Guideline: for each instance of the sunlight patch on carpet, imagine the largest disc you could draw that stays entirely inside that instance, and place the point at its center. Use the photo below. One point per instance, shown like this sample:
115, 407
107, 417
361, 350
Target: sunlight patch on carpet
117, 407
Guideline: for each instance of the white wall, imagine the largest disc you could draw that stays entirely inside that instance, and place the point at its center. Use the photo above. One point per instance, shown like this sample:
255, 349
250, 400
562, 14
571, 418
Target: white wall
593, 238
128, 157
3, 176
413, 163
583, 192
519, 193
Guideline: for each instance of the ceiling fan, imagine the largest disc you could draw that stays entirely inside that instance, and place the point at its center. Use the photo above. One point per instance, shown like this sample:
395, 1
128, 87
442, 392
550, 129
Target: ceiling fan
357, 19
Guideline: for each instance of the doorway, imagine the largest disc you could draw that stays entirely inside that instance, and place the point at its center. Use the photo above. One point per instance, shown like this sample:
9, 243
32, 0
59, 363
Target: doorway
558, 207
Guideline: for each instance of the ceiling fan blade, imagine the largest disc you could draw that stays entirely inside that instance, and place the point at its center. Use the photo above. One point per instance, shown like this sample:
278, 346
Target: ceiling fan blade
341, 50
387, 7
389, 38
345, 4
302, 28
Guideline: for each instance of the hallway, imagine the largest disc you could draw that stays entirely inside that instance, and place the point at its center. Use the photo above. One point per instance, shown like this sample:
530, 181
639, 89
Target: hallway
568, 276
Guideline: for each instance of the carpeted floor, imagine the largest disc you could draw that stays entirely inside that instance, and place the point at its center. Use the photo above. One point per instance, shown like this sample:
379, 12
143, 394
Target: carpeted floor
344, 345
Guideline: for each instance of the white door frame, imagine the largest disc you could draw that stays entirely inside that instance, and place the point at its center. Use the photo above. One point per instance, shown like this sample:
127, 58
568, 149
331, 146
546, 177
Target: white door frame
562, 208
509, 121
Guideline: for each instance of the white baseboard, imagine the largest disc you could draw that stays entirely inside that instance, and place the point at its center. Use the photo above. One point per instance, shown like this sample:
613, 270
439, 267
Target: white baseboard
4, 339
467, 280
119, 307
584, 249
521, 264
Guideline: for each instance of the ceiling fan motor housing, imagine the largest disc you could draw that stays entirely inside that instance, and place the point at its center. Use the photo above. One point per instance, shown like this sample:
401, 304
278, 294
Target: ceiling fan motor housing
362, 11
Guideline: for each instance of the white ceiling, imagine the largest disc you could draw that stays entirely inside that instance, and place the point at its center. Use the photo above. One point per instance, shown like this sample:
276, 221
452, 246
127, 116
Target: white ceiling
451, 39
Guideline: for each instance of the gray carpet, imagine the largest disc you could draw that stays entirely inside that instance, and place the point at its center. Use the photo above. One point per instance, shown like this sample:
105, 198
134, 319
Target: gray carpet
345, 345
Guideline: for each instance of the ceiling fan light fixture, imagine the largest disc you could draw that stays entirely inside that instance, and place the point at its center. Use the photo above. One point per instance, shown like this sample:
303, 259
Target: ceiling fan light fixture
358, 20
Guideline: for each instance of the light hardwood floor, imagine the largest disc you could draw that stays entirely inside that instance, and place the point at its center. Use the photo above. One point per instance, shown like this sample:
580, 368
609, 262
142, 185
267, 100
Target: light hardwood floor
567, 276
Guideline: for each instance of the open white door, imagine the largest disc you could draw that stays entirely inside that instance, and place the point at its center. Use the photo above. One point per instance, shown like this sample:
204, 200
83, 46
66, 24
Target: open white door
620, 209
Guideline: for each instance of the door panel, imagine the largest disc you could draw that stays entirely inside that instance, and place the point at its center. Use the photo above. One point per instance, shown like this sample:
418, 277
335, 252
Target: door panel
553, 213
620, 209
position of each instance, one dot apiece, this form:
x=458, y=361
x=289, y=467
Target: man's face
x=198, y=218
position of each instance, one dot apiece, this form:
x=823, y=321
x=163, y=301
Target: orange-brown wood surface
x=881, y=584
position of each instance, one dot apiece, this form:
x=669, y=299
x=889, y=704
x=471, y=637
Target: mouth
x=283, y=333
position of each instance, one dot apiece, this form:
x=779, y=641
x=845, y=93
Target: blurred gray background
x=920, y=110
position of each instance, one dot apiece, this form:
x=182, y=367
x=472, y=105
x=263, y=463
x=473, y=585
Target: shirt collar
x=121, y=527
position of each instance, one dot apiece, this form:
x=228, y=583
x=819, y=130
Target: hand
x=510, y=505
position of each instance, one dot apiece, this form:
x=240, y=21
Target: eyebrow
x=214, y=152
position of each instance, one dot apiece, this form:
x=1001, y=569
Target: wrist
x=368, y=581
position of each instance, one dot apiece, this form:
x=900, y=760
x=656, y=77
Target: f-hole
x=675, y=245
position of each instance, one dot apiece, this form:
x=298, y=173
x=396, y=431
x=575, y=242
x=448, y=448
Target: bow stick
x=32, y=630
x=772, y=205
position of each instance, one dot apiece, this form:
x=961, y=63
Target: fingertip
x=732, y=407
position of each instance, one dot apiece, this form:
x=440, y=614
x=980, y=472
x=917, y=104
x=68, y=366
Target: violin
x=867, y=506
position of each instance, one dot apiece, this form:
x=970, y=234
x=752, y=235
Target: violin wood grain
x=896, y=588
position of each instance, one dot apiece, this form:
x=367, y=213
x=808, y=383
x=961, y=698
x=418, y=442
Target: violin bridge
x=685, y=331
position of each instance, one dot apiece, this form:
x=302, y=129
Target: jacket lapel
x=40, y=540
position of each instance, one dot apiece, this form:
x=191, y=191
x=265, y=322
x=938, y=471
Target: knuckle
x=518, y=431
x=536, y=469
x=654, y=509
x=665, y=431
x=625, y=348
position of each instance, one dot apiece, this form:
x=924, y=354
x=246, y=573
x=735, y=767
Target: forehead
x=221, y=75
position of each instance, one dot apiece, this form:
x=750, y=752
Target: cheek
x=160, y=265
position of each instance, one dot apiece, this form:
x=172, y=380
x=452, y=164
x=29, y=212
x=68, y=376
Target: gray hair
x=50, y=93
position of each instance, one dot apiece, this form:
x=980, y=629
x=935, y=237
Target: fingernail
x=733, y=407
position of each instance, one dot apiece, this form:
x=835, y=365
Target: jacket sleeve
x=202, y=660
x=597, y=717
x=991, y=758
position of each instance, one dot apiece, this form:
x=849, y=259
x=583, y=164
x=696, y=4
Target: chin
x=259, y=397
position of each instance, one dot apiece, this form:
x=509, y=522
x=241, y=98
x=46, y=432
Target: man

++++++++

* **WHAT YOU SHOULD DO**: Reproduce all of the records above word for word, without changing anything.

* **TASK ANSWER**:
Guideline: for each instance of the sunlight patch on carpet, imagine the largest disc you could draw that stays entirely inside that instance, and place the point at its center. Use the photo below. One point per instance, shown like this sample:
115, 407
107, 417
361, 350
Target: sunlight patch on carpet
117, 407
Guideline: for each instance of the white wall, imagine the largest disc you could draw that stays entirely inside that instance, and place the point at its center. Use the photo above. One point per instance, shown like this sample:
255, 349
250, 400
562, 14
571, 418
Target: white wall
593, 238
128, 157
3, 176
413, 163
583, 192
519, 193
Guideline: for each instance of the ceiling fan, imagine the largest disc you could draw that stays entirely inside that instance, and place the point at its center. Use the photo above. One point per instance, shown like this sample:
395, 1
128, 87
442, 392
550, 129
Target: ceiling fan
357, 19
Guideline: for each instance of the doorway, imagine the largest disc you could draw that stays entirely inside that instance, and place the point at its center. Use the photo above. One point per instance, shown like this sample:
9, 243
32, 0
59, 363
Target: doorway
558, 207
Guideline: for each instance of the ceiling fan blade, imagine the largest disc you could draw that stays entirely inside that instance, and place the point at its center. Use the photo above. One point per instance, shown like this sample:
278, 346
Target: ceiling fan blade
341, 50
387, 7
389, 38
345, 4
302, 28
Guideline: for each instance of the hallway, imagine the largest disc you could draw that stays entirely inside that instance, and place the point at its center. Use the photo above. One point per instance, shown like this sample:
530, 181
639, 89
Target: hallway
568, 276
Guideline: for each instance of the carpeted floor, imagine the largest disc you could draw that stays entirely inside that instance, and place the point at its center. Use the photo above. One point per instance, shown like this sample:
379, 12
143, 394
Target: carpeted floor
344, 345
Guideline: for each instance of the white door frame, imagine the largest disc you could draw that stays entirely inside that instance, and place the point at its center. Use the photo above. One point per instance, shown like this sample:
127, 58
568, 149
331, 146
546, 177
Target: white door frame
562, 208
509, 121
Guideline: for each instance of the white baseboard, imagine the largest disc you could draw that stays entirely inside that instance, and place the point at its center. Use the photo above. One point per instance, shown like this sample:
613, 270
439, 267
Target: white baseboard
4, 339
467, 280
119, 307
584, 249
521, 264
Guideline: for each instance of the ceiling fan motor housing, imagine the largest disc you could draw that stays entirely inside that instance, and place the point at its center. Use the photo above. One point per instance, shown like this sample:
401, 304
278, 294
Target: ceiling fan motor housing
362, 11
Guideline: for each instance of the white ceiling, imagine the largest disc you could draw that stays entirely inside that instance, and place the point at its center. Use the photo above. One point per instance, shown like this sample:
276, 221
452, 246
127, 116
Target: white ceiling
451, 39
Guideline: for each instance of the gray carpet, imagine the largest disc you could draw that stays entirely inside that instance, and place the point at its center. Use the photo above. One point per instance, shown like this sample:
105, 198
134, 319
Target: gray carpet
345, 345
Guideline: for each instance of the ceiling fan light fixture, imagine the largest disc you could draw that stays entirely inside that instance, and place the point at its center. Use the photo above. One point per instance, shown like this sample:
303, 259
Target: ceiling fan light fixture
358, 20
Guideline: for each instance of the light hardwood floor, imagine the largest disc you could draw that stays entirely inside that instance, and place the point at its center. Use the photo above. One point per instance, shown like this sample:
580, 368
609, 262
142, 185
267, 100
Target: light hardwood floor
567, 276
Guideline: for each instance of the open white door, imagine the largest disc you could draw that stays entirely inside that instance, and place the point at its center. Use the photo above. One point per instance, shown like this sample:
204, 200
83, 46
66, 24
Target: open white door
620, 209
Guideline: for each instance of the door panel, imagine the largest disc you could draw that stays entirely inside that instance, and place the point at its center. Use the photo above. One point per instance, shown like this sample:
418, 277
335, 252
Target: door panel
553, 213
620, 209
position of each instance, one dot apiece, this form:
x=458, y=361
x=289, y=467
Target: man's face
x=198, y=218
position of each instance, one dot apiece, this form:
x=823, y=321
x=163, y=301
Target: orange-brown wood surface
x=881, y=584
position of each instance, one dot apiece, this form:
x=669, y=299
x=889, y=704
x=471, y=637
Target: mouth
x=283, y=333
position of each instance, one dot apiece, this form:
x=779, y=641
x=845, y=93
Target: blurred gray background
x=920, y=110
position of each instance, one dot apiece, this form:
x=182, y=367
x=472, y=105
x=263, y=463
x=473, y=585
Target: shirt collar
x=121, y=527
position of each instance, one dot apiece, this form:
x=228, y=583
x=819, y=130
Target: hand
x=510, y=505
position of each instance, one dot apiece, this form:
x=240, y=21
Target: eyebrow
x=214, y=152
position of each instance, one dot apiece, this form:
x=1001, y=569
Target: wrist
x=368, y=581
position of each instance, one dot apiece, this form:
x=900, y=760
x=656, y=77
Target: f-hole
x=675, y=245
position of each instance, one dot apiece, this form:
x=298, y=173
x=396, y=431
x=575, y=242
x=448, y=448
Target: bow stick
x=32, y=630
x=772, y=205
position of each instance, one dot apiece, this form:
x=961, y=63
Target: fingertip
x=732, y=407
position of each instance, one dot apiece, this form:
x=440, y=614
x=980, y=472
x=917, y=104
x=68, y=366
Target: violin
x=867, y=506
position of each instance, one dot apiece, this form:
x=970, y=234
x=752, y=235
Target: violin wood grain
x=896, y=588
position of each instance, one dot apiece, this form:
x=367, y=213
x=808, y=383
x=961, y=698
x=418, y=442
Target: violin bridge
x=685, y=331
position of each instance, one dot apiece, this form:
x=302, y=129
Target: jacket lapel
x=40, y=540
position of each instance, one dot apiece, this form:
x=191, y=191
x=265, y=322
x=938, y=471
Target: knuckle
x=518, y=431
x=536, y=469
x=654, y=509
x=665, y=431
x=625, y=348
position of each instance, one dot apiece, this form:
x=924, y=354
x=246, y=573
x=735, y=767
Target: forehead
x=221, y=75
position of each instance, one dot apiece, this form:
x=750, y=752
Target: cheek
x=160, y=265
position of each instance, one dot apiece, this form:
x=172, y=380
x=452, y=164
x=29, y=212
x=68, y=376
Target: gray hair
x=50, y=93
position of each instance, one dot apiece, this form:
x=980, y=629
x=935, y=237
Target: fingernail
x=733, y=407
position of each instance, one dot apiece, this form:
x=835, y=365
Target: jacket sleeve
x=202, y=660
x=597, y=717
x=991, y=758
position of each instance, one dot apiece, this form:
x=849, y=259
x=583, y=164
x=696, y=4
Target: chin
x=259, y=397
position of each instance, one dot apiece, this form:
x=509, y=522
x=241, y=98
x=46, y=432
Target: man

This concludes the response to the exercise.